### Objective
Reproduce verbatim the lines below, starting with the line that contains "Where can the glove finger" and continuing through the line that contains "<point>175,178</point>", both included, but omit the pictures.

### Data extract
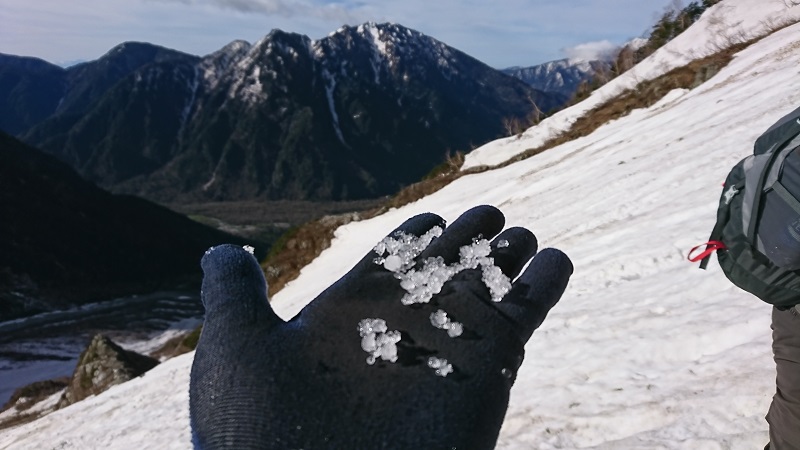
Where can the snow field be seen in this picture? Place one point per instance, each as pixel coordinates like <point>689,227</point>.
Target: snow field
<point>644,350</point>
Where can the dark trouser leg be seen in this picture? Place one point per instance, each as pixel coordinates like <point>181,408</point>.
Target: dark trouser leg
<point>784,413</point>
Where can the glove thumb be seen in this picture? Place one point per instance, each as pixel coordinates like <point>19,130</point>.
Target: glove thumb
<point>234,291</point>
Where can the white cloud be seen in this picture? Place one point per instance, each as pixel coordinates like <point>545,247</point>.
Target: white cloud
<point>591,51</point>
<point>337,12</point>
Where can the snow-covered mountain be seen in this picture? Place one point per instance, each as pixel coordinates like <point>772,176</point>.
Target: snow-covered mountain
<point>562,76</point>
<point>644,350</point>
<point>357,114</point>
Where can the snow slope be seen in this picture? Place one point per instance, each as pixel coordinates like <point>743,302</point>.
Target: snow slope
<point>644,350</point>
<point>725,22</point>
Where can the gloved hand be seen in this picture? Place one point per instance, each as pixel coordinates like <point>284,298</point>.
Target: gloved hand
<point>388,356</point>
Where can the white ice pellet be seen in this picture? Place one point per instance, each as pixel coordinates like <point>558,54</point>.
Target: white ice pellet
<point>440,320</point>
<point>403,249</point>
<point>393,263</point>
<point>378,341</point>
<point>497,282</point>
<point>441,366</point>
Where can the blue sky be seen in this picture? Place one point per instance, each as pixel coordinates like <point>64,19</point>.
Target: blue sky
<point>501,33</point>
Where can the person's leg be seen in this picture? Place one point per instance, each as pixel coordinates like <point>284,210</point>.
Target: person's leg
<point>784,413</point>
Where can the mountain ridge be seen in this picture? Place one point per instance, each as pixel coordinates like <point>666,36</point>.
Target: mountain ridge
<point>357,114</point>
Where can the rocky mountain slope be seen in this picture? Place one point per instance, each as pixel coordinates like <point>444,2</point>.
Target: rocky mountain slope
<point>357,114</point>
<point>64,241</point>
<point>562,76</point>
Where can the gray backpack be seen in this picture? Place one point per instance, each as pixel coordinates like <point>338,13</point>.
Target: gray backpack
<point>757,234</point>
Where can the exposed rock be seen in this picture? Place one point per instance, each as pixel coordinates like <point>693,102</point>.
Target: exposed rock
<point>103,364</point>
<point>26,396</point>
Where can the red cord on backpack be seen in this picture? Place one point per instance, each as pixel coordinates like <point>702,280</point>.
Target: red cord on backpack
<point>711,247</point>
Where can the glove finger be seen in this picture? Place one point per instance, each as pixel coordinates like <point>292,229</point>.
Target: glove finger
<point>234,291</point>
<point>415,226</point>
<point>536,291</point>
<point>512,249</point>
<point>481,221</point>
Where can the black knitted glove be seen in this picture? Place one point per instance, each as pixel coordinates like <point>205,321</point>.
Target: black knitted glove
<point>390,356</point>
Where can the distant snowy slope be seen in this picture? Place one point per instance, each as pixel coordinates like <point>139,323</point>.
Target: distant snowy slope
<point>725,22</point>
<point>644,350</point>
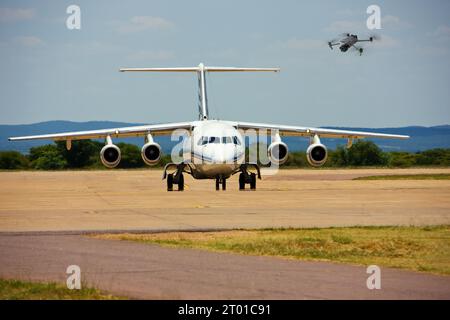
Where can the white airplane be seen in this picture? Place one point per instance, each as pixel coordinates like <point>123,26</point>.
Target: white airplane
<point>213,149</point>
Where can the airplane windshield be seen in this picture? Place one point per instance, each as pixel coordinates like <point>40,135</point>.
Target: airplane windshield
<point>224,140</point>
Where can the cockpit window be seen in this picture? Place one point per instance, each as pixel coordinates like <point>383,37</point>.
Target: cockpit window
<point>214,140</point>
<point>202,141</point>
<point>227,140</point>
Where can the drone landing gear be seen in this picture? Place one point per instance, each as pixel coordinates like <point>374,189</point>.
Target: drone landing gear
<point>247,178</point>
<point>175,178</point>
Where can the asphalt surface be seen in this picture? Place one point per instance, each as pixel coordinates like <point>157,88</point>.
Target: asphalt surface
<point>151,272</point>
<point>137,200</point>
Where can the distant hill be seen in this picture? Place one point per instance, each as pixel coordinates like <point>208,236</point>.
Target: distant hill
<point>422,138</point>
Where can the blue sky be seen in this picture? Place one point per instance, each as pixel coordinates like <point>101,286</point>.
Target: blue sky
<point>51,73</point>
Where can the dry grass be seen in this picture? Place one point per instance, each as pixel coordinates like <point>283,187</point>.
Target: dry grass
<point>439,176</point>
<point>414,248</point>
<point>25,290</point>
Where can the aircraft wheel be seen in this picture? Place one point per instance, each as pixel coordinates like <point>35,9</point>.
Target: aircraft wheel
<point>253,181</point>
<point>241,181</point>
<point>217,184</point>
<point>170,182</point>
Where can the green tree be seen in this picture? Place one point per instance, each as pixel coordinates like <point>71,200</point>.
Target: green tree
<point>435,157</point>
<point>82,154</point>
<point>13,160</point>
<point>131,156</point>
<point>366,153</point>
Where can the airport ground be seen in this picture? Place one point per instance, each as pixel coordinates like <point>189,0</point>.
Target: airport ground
<point>45,215</point>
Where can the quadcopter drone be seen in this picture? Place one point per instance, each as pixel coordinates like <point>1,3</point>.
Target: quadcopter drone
<point>348,41</point>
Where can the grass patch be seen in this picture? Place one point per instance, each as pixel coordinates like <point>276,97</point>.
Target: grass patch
<point>438,176</point>
<point>26,290</point>
<point>414,248</point>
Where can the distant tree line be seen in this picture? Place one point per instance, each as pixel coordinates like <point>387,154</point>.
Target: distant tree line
<point>84,154</point>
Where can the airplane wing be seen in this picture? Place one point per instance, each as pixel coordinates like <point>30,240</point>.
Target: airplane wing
<point>135,131</point>
<point>310,131</point>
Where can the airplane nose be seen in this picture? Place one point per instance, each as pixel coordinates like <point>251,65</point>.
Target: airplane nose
<point>222,153</point>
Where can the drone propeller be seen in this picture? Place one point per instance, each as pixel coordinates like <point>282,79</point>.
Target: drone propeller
<point>359,50</point>
<point>374,37</point>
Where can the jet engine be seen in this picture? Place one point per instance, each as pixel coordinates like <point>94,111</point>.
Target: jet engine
<point>278,151</point>
<point>317,153</point>
<point>151,151</point>
<point>110,154</point>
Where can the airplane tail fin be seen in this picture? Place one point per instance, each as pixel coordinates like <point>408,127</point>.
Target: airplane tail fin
<point>201,70</point>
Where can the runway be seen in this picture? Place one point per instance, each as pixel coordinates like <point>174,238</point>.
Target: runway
<point>138,200</point>
<point>45,215</point>
<point>152,272</point>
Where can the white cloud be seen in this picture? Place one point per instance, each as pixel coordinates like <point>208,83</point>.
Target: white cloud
<point>28,41</point>
<point>386,42</point>
<point>442,33</point>
<point>152,55</point>
<point>393,21</point>
<point>15,14</point>
<point>346,26</point>
<point>143,23</point>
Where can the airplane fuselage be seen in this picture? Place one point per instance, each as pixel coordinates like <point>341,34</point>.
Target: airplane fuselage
<point>214,149</point>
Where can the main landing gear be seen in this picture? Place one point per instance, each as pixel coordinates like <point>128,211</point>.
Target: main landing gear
<point>247,178</point>
<point>176,178</point>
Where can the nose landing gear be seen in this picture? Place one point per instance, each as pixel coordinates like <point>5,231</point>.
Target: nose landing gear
<point>219,181</point>
<point>247,178</point>
<point>178,179</point>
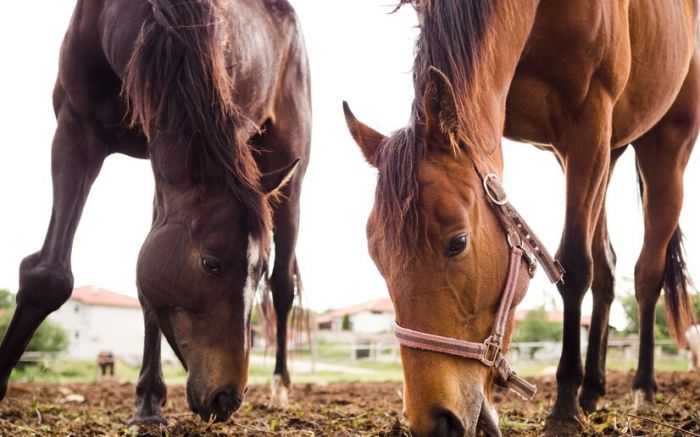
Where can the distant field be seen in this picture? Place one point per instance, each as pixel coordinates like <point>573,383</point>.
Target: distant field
<point>327,368</point>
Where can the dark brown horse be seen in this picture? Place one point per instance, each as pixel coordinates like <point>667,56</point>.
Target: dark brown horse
<point>216,94</point>
<point>583,79</point>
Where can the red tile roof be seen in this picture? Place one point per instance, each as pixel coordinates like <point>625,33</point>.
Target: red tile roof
<point>382,305</point>
<point>91,295</point>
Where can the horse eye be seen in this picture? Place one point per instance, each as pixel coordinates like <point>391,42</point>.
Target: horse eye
<point>457,245</point>
<point>211,266</point>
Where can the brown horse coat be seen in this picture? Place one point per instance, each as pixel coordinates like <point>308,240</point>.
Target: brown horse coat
<point>582,78</point>
<point>216,94</point>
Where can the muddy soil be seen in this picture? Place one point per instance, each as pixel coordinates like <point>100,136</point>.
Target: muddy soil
<point>349,409</point>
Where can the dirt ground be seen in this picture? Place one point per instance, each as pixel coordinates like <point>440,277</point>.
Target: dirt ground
<point>349,409</point>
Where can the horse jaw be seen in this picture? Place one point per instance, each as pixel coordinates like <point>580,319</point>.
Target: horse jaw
<point>279,394</point>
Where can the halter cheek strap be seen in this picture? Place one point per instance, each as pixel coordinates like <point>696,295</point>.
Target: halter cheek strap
<point>523,244</point>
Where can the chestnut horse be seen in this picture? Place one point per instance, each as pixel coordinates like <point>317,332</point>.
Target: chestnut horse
<point>216,94</point>
<point>583,79</point>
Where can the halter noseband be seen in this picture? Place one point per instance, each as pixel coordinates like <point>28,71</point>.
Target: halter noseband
<point>523,244</point>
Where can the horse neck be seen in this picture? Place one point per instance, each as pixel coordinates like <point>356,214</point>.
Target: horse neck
<point>481,97</point>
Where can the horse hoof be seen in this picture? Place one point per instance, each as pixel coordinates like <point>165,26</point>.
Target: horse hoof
<point>279,394</point>
<point>644,401</point>
<point>589,404</point>
<point>555,427</point>
<point>3,388</point>
<point>137,422</point>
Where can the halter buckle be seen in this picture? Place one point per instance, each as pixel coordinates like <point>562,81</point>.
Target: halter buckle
<point>493,350</point>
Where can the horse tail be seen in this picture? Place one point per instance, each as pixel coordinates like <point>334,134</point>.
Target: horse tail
<point>680,312</point>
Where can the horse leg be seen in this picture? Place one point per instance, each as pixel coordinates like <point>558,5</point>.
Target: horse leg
<point>151,392</point>
<point>603,288</point>
<point>662,155</point>
<point>46,280</point>
<point>284,282</point>
<point>585,149</point>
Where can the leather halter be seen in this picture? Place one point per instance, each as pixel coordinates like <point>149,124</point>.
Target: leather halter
<point>523,244</point>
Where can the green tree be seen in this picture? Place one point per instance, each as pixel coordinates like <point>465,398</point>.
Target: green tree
<point>346,323</point>
<point>536,327</point>
<point>48,338</point>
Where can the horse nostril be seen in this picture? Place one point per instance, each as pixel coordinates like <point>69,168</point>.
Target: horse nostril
<point>448,424</point>
<point>224,403</point>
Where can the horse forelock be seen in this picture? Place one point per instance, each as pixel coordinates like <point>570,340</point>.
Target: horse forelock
<point>452,39</point>
<point>177,83</point>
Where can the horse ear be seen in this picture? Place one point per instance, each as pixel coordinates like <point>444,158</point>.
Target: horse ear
<point>440,106</point>
<point>276,179</point>
<point>367,138</point>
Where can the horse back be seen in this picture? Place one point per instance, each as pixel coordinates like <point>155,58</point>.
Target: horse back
<point>100,39</point>
<point>639,51</point>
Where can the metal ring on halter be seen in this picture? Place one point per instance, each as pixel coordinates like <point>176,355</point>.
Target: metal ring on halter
<point>490,194</point>
<point>514,240</point>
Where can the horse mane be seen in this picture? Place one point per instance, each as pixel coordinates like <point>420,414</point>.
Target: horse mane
<point>451,39</point>
<point>177,83</point>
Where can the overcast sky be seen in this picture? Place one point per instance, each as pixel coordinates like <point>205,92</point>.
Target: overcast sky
<point>358,53</point>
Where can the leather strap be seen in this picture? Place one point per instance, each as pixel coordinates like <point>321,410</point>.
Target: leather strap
<point>489,352</point>
<point>513,221</point>
<point>524,244</point>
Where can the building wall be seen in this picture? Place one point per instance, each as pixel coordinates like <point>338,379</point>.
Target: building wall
<point>368,322</point>
<point>93,329</point>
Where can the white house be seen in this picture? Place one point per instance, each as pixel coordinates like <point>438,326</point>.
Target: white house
<point>100,320</point>
<point>372,317</point>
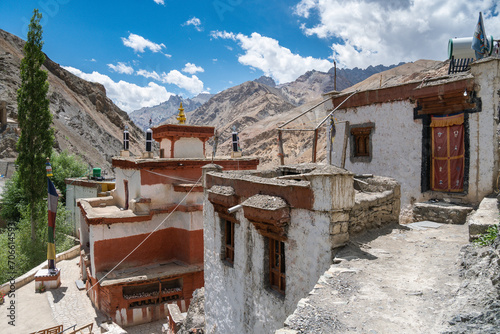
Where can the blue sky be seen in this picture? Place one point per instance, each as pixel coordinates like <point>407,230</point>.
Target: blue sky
<point>144,51</point>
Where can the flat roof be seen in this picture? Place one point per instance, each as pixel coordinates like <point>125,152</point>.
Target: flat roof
<point>149,272</point>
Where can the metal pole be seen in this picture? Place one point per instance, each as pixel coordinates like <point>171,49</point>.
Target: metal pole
<point>344,148</point>
<point>334,75</point>
<point>315,144</point>
<point>281,153</point>
<point>305,112</point>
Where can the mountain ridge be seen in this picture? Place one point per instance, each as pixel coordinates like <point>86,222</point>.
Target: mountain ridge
<point>85,120</point>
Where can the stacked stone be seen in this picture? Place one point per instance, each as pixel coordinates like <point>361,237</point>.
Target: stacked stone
<point>377,204</point>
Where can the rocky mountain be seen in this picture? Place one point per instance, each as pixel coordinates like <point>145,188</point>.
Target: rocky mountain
<point>312,84</point>
<point>86,121</point>
<point>266,81</point>
<point>257,110</point>
<point>165,110</point>
<point>240,107</point>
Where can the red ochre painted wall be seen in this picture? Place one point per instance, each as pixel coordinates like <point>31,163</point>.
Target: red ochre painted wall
<point>111,300</point>
<point>162,246</point>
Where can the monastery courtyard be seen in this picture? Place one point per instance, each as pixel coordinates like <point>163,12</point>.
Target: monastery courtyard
<point>423,276</point>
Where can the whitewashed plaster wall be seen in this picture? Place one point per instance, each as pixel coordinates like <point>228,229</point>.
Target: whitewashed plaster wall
<point>73,193</point>
<point>396,144</point>
<point>397,141</point>
<point>483,130</point>
<point>183,148</point>
<point>251,306</point>
<point>134,185</point>
<point>190,221</point>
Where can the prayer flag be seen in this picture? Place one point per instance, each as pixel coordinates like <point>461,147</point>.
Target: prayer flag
<point>52,210</point>
<point>480,42</point>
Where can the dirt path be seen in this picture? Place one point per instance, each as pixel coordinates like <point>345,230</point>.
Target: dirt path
<point>394,280</point>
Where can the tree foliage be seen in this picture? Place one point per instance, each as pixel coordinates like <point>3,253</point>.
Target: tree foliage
<point>34,118</point>
<point>65,165</point>
<point>28,253</point>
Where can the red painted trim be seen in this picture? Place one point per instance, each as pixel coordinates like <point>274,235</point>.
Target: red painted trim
<point>138,218</point>
<point>187,187</point>
<point>399,93</point>
<point>162,246</point>
<point>175,130</point>
<point>295,196</point>
<point>181,164</point>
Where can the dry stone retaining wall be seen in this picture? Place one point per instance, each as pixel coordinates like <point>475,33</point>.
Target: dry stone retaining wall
<point>377,203</point>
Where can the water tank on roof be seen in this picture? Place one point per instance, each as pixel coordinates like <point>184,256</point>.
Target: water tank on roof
<point>460,48</point>
<point>149,140</point>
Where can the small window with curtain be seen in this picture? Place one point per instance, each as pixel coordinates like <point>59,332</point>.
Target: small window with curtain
<point>361,142</point>
<point>228,240</point>
<point>361,139</point>
<point>277,278</point>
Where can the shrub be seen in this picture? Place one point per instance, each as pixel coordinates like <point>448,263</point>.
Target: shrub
<point>489,237</point>
<point>29,253</point>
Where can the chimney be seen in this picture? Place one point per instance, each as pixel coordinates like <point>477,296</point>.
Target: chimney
<point>125,152</point>
<point>3,113</point>
<point>149,145</point>
<point>236,151</point>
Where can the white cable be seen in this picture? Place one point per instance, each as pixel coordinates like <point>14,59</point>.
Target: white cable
<point>171,177</point>
<point>146,238</point>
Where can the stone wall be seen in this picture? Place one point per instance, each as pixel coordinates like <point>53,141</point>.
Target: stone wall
<point>377,202</point>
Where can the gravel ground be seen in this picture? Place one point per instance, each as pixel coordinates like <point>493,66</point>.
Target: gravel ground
<point>391,280</point>
<point>477,306</point>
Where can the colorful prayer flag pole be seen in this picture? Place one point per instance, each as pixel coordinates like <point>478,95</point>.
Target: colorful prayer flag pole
<point>52,210</point>
<point>480,42</point>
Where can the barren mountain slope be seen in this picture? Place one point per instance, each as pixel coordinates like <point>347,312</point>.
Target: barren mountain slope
<point>86,121</point>
<point>163,111</point>
<point>418,70</point>
<point>239,106</point>
<point>258,136</point>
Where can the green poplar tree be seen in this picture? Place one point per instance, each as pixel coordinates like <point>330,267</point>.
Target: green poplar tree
<point>34,118</point>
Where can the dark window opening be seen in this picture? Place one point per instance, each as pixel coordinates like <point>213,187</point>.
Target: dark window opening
<point>361,140</point>
<point>277,278</point>
<point>228,240</point>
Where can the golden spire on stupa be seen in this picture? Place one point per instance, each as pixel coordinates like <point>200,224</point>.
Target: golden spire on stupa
<point>182,116</point>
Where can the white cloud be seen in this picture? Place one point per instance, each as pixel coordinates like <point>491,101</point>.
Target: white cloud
<point>222,34</point>
<point>126,95</point>
<point>121,68</point>
<point>140,44</point>
<point>192,68</point>
<point>372,32</point>
<point>194,21</point>
<point>273,59</point>
<point>192,84</point>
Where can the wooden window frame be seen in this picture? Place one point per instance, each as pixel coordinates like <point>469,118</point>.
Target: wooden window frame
<point>277,267</point>
<point>361,140</point>
<point>228,240</point>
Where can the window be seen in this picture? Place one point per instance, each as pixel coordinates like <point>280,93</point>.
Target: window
<point>277,277</point>
<point>228,240</point>
<point>361,141</point>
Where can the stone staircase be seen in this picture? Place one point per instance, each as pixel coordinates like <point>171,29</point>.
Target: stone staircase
<point>441,212</point>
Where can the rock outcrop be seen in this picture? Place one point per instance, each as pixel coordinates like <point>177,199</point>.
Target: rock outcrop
<point>86,121</point>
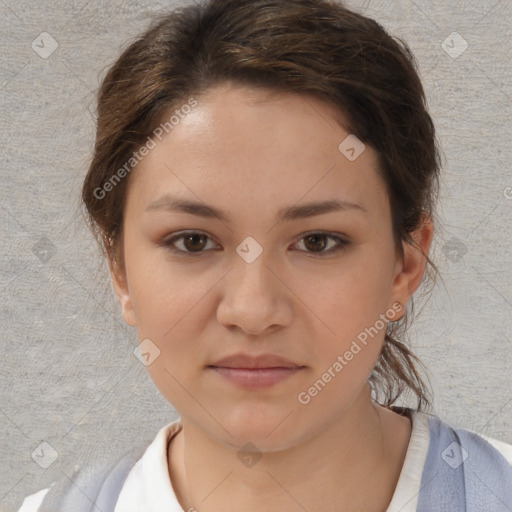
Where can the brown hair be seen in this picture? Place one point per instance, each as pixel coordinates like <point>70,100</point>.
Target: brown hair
<point>304,46</point>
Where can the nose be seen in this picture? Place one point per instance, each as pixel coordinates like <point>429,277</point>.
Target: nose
<point>255,298</point>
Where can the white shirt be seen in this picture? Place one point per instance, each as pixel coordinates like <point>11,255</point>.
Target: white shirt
<point>148,486</point>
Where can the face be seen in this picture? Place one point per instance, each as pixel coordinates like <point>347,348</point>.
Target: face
<point>271,276</point>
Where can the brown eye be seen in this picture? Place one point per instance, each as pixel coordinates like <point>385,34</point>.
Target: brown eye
<point>194,242</point>
<point>317,242</point>
<point>191,244</point>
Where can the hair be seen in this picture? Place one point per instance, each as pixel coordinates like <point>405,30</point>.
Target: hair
<point>316,47</point>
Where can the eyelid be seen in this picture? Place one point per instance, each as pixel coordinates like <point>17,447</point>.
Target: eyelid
<point>341,240</point>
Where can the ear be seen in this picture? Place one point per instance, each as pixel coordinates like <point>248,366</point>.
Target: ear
<point>120,284</point>
<point>409,270</point>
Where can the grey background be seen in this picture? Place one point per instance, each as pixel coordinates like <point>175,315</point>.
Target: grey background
<point>68,373</point>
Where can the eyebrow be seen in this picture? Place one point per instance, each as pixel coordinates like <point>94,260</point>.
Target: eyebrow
<point>285,214</point>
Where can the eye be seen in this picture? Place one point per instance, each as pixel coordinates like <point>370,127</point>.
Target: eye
<point>318,241</point>
<point>193,242</point>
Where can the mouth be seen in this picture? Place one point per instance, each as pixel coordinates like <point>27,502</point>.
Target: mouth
<point>251,372</point>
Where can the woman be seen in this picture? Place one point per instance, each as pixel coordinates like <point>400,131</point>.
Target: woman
<point>263,184</point>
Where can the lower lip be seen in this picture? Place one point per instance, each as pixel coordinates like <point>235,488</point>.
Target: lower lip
<point>254,378</point>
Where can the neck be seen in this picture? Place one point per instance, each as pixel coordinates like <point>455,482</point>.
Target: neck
<point>362,449</point>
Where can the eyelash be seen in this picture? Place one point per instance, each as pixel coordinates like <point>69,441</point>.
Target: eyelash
<point>342,243</point>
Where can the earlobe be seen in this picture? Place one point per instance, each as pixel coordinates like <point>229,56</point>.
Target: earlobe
<point>120,284</point>
<point>411,268</point>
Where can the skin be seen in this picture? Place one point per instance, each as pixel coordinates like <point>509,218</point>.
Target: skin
<point>251,153</point>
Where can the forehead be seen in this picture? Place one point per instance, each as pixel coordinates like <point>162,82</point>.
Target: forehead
<point>241,145</point>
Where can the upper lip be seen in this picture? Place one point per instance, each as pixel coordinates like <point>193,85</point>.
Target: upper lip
<point>241,360</point>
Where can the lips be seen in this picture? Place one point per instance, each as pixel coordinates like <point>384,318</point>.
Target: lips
<point>241,360</point>
<point>254,372</point>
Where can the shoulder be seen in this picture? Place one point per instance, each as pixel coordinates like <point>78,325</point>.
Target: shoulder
<point>483,448</point>
<point>32,502</point>
<point>465,468</point>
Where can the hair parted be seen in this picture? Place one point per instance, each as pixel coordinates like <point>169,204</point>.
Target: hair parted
<point>316,47</point>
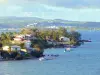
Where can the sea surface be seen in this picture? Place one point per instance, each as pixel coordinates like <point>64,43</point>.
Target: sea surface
<point>84,60</point>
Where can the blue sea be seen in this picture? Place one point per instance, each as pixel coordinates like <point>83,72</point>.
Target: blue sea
<point>84,60</point>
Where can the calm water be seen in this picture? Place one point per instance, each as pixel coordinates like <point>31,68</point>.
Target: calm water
<point>84,60</point>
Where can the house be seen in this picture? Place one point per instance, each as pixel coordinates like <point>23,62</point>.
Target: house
<point>15,48</point>
<point>5,48</point>
<point>19,38</point>
<point>24,37</point>
<point>64,39</point>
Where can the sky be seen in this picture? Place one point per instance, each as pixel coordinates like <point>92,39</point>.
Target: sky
<point>75,10</point>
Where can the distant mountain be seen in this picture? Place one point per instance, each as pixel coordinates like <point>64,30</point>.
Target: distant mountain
<point>17,22</point>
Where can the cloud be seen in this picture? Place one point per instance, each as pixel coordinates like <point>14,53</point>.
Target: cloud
<point>69,3</point>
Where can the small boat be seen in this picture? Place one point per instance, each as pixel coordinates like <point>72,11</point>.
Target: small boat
<point>67,49</point>
<point>41,58</point>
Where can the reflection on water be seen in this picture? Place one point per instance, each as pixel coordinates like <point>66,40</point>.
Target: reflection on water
<point>84,60</point>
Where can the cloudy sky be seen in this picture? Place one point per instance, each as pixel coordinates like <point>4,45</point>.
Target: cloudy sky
<point>76,10</point>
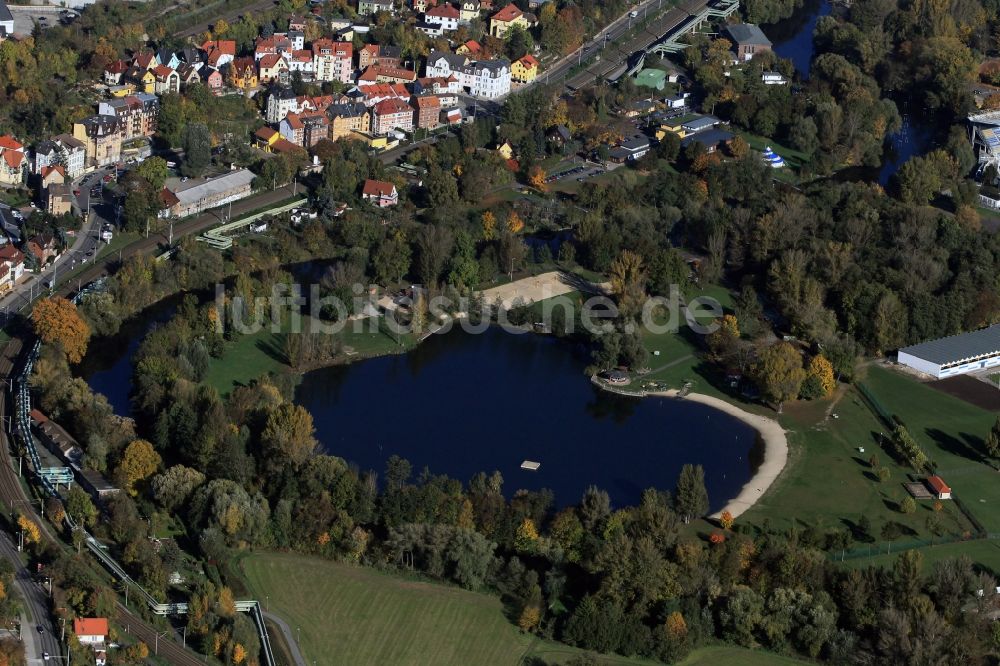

### Reply to the task
Where can the glove finger be seen in this picture? Place one point per instance, each as pixel coordinates like <point>292,229</point>.
Target: glove finger
<point>234,291</point>
<point>415,226</point>
<point>536,291</point>
<point>512,249</point>
<point>481,221</point>
Where can the black knitted glove be seen in this picture? Place one point per instance, each as pixel coordinates like <point>205,321</point>.
Target: black knitted glove
<point>390,356</point>
Where can the distant snowy slope be seen in this picture? Place one point per instance, each as pixel coordinates like <point>139,323</point>.
Target: distant snowy slope
<point>725,22</point>
<point>644,350</point>
Where can the white airplane be seen in this picture? Place one point per instance, each as pixel coordinates like <point>123,26</point>.
Target: white airplane
<point>213,149</point>
Where can the airplane windshield be seen in this picture? Place one point per instance, each as pixel coordinates like <point>40,135</point>.
Target: airplane windshield
<point>224,140</point>
Where can the cockpit window be seen in this picture? Place one point per instance, each as pixel coordinates like <point>383,37</point>.
Target: cockpit window
<point>214,140</point>
<point>202,141</point>
<point>227,140</point>
Where can the drone landing gear be seen in this picture? Place one point per instance, each as pixel coordinates like <point>374,189</point>.
Target: drone landing gear
<point>247,178</point>
<point>175,178</point>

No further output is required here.